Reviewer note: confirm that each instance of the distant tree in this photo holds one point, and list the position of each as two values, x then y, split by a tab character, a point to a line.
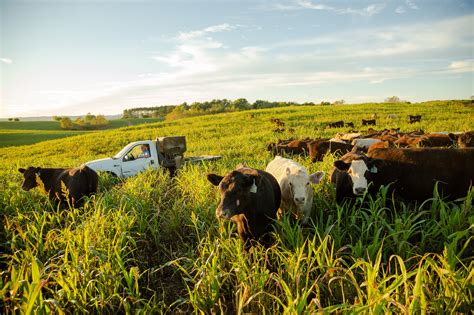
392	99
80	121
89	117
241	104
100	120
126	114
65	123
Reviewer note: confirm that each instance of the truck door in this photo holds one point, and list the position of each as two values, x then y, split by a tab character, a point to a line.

○ ○ ○ ○ ○

Aim
Rewrite every line of the data above as a numbered list, skipping blank lines and leaving out the pictures.

Reply
1. Reviewer note: confirm that each instance of the distant tree in this photo holds one point, and list the position of each as two values, x then y, split by a tab character, a point to a line.
2. 392	99
3. 80	121
4. 89	117
5. 241	104
6. 100	120
7. 126	114
8. 65	123
9. Reviewer note: confirm that each instance of the truck door in this photo holds one point, and list the position of each as two values, x then y, split by a tab character, a point to a line.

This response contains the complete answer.